_PROVIDED INFORMATION_
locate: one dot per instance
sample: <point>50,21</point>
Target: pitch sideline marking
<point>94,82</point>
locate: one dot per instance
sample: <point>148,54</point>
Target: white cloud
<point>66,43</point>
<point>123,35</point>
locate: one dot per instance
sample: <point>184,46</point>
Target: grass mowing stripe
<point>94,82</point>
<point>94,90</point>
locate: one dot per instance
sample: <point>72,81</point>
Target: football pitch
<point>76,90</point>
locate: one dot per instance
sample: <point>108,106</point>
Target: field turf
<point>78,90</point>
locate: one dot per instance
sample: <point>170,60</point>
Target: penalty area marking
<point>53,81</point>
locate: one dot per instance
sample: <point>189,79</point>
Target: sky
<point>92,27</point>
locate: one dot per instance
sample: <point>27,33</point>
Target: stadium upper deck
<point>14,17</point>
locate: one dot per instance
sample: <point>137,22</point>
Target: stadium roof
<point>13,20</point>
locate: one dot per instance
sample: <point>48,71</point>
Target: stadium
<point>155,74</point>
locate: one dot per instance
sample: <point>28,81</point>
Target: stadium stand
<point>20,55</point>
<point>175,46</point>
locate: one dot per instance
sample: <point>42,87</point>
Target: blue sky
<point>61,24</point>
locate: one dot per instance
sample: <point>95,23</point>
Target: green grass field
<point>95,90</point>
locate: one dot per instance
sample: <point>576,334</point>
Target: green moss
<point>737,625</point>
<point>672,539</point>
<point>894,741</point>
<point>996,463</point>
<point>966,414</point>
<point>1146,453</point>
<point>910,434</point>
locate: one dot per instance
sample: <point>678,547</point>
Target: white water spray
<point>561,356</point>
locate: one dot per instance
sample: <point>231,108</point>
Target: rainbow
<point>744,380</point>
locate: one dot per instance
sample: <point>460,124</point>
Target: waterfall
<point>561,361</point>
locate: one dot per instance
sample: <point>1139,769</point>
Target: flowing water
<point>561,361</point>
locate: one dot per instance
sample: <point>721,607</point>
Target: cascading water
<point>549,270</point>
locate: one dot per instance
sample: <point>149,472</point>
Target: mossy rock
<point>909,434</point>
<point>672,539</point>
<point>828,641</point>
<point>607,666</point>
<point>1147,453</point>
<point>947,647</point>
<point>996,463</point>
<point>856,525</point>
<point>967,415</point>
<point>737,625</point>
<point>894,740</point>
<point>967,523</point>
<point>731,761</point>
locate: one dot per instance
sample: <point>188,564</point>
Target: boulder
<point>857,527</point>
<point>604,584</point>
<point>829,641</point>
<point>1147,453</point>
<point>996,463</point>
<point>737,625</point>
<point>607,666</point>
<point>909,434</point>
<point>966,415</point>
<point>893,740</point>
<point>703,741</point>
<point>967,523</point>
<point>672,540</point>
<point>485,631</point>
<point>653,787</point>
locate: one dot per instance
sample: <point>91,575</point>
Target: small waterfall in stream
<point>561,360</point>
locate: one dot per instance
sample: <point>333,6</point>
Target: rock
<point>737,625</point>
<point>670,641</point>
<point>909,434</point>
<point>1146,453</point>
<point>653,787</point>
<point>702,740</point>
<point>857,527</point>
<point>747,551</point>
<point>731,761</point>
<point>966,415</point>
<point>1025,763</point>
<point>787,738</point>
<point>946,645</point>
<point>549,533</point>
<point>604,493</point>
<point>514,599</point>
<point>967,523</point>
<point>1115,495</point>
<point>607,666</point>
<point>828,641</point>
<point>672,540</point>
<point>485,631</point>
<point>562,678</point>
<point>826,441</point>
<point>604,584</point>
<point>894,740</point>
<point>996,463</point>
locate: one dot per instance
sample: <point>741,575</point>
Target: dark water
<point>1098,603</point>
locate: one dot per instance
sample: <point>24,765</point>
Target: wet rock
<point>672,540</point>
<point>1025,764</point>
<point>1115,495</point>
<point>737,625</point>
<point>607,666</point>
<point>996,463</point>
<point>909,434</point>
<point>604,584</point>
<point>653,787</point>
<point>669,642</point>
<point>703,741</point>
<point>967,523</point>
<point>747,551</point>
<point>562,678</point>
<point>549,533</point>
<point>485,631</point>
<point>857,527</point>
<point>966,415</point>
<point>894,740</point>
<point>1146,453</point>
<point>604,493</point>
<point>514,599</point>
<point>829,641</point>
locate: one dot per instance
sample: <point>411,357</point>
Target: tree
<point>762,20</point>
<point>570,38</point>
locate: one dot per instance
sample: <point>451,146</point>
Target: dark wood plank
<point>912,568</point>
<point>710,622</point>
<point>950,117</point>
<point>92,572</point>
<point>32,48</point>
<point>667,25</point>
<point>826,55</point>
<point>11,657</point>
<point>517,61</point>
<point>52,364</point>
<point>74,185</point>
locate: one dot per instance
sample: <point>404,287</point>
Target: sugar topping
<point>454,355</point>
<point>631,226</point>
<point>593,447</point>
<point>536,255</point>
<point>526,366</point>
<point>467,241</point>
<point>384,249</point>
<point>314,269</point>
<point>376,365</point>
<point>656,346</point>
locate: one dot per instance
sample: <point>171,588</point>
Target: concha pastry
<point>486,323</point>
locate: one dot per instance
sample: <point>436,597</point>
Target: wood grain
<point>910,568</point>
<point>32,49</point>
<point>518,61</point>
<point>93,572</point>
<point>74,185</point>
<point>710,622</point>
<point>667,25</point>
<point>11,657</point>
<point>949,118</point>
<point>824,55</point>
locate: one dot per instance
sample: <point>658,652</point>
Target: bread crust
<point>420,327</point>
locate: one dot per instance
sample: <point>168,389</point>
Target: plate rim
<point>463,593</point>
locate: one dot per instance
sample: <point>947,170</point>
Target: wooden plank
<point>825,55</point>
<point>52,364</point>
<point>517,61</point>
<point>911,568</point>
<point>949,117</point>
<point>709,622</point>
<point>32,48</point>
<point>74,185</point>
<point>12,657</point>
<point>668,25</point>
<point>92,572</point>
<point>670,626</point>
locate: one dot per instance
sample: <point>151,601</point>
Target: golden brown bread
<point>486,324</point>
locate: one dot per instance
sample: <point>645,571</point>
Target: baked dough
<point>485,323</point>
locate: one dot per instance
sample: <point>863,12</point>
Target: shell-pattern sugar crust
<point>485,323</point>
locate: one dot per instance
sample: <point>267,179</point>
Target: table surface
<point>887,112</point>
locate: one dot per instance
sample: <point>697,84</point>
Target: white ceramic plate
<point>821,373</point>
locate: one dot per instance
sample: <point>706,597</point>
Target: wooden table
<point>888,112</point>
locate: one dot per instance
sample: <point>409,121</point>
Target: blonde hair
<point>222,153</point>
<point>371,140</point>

---

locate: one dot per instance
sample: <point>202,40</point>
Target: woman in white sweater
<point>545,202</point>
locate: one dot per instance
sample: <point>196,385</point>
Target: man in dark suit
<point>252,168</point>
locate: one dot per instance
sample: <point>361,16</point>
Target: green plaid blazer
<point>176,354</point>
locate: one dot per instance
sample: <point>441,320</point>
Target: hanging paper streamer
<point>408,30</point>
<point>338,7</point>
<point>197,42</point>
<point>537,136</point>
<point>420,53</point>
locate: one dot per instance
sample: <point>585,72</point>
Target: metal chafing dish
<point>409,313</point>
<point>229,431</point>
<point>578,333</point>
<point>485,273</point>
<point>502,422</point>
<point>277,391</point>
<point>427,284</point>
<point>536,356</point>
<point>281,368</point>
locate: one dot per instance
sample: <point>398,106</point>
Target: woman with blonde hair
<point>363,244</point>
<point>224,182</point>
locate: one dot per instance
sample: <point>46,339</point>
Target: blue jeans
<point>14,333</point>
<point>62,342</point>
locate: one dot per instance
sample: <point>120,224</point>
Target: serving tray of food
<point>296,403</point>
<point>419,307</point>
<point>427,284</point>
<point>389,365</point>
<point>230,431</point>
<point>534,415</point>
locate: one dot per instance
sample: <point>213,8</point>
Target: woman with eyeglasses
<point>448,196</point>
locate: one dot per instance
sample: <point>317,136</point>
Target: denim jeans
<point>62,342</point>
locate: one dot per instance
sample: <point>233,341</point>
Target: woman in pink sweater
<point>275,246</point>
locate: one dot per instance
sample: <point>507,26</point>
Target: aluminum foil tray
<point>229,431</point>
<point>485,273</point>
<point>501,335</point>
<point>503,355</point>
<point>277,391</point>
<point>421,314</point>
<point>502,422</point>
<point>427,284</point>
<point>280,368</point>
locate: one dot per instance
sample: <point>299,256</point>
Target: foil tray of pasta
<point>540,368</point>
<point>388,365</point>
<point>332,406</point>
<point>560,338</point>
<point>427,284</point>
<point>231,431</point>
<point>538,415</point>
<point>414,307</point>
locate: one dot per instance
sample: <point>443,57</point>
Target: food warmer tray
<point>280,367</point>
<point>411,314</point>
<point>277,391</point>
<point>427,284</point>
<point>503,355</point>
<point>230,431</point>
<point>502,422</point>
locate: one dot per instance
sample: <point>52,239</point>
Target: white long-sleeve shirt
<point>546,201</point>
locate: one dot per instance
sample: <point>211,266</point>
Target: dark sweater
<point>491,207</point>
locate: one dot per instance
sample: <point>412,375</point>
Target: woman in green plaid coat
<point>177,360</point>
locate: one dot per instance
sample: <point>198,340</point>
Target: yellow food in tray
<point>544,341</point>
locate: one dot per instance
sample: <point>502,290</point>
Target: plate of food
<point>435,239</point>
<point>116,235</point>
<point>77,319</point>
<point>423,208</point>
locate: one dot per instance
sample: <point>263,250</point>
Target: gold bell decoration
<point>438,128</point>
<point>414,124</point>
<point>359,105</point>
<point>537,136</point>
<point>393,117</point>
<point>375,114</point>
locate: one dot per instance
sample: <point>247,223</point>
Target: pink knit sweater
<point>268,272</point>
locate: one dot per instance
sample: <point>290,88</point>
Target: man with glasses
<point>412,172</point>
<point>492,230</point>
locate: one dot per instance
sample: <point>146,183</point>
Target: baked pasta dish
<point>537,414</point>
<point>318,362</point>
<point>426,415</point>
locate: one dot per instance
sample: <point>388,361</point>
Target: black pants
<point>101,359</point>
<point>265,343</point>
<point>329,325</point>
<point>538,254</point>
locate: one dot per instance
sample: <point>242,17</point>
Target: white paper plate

---

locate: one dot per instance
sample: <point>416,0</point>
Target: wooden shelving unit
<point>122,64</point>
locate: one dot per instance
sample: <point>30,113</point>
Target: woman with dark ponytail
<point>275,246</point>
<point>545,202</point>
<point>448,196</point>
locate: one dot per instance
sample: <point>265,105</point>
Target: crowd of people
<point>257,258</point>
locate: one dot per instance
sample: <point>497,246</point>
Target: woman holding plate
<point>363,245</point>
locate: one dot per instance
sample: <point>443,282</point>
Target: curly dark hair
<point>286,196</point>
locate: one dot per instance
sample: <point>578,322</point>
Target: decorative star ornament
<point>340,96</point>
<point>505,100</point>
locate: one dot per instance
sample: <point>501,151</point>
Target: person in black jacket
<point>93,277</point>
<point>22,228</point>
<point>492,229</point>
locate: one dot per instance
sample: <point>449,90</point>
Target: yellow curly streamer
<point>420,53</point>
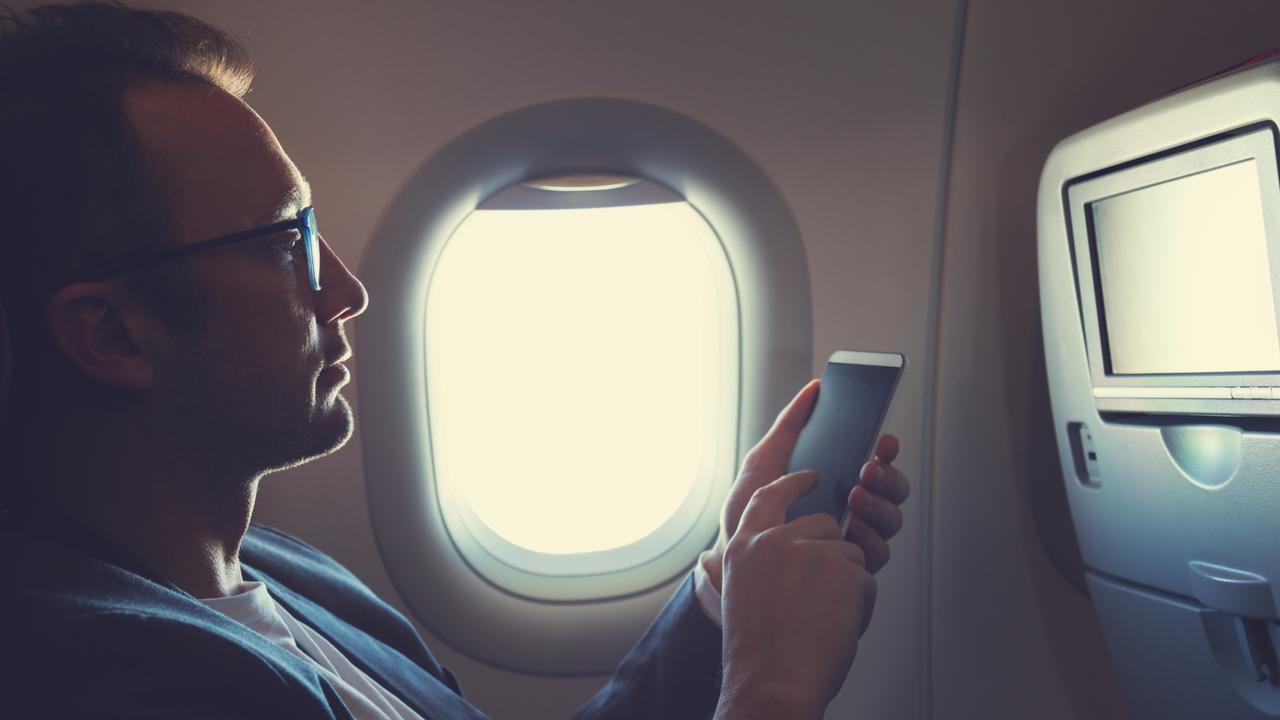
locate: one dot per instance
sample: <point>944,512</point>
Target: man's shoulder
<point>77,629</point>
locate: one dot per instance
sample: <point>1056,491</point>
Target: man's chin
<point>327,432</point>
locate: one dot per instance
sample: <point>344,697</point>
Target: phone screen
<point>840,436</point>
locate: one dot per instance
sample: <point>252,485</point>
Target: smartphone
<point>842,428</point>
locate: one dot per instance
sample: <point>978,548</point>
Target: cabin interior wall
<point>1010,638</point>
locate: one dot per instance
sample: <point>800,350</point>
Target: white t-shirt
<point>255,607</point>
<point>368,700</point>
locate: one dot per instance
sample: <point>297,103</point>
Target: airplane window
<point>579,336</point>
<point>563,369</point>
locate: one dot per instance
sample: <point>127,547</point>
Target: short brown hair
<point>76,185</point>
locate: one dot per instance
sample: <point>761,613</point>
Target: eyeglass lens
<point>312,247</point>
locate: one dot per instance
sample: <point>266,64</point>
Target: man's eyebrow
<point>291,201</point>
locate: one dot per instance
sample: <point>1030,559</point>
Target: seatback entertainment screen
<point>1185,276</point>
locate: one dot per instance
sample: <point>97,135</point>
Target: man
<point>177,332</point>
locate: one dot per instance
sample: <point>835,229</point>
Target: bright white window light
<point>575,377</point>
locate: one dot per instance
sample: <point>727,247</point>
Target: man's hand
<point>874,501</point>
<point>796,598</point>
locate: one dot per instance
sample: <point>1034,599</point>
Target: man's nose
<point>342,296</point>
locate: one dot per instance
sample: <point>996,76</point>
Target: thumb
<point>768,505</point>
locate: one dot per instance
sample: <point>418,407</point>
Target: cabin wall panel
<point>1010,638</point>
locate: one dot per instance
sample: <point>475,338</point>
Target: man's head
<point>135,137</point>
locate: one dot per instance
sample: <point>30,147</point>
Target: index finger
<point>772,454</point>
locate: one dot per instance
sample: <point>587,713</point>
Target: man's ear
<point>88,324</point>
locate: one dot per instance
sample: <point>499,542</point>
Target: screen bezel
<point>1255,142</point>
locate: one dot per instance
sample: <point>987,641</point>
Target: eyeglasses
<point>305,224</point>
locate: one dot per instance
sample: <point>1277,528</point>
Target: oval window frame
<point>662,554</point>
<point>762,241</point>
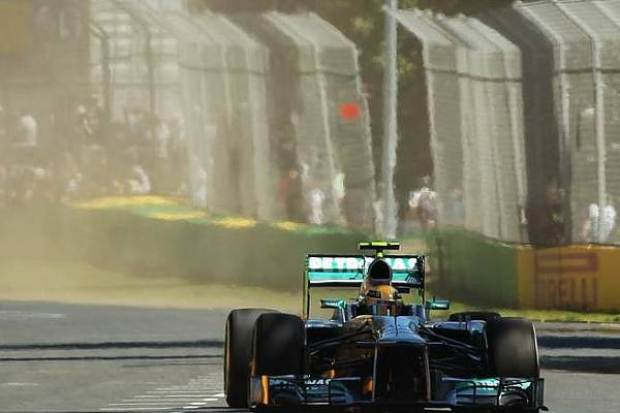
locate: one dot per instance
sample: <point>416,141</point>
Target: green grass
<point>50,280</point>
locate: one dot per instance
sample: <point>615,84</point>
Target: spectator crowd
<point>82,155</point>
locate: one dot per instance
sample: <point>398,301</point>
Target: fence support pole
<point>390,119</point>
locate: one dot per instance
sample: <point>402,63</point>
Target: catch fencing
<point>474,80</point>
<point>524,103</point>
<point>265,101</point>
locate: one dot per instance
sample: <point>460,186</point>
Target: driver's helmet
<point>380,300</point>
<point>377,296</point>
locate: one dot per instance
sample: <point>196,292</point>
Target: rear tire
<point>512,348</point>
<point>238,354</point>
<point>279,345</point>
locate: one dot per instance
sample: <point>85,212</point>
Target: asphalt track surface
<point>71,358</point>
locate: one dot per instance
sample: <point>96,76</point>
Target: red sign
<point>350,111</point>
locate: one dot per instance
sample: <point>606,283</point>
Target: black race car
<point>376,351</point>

_TO DO_
Pick out each line in the data above that contains the word "sugar" and copy it in full.

_SOLVED EXERCISE_
Target: sugar topping
Target: shell-pattern sugar crust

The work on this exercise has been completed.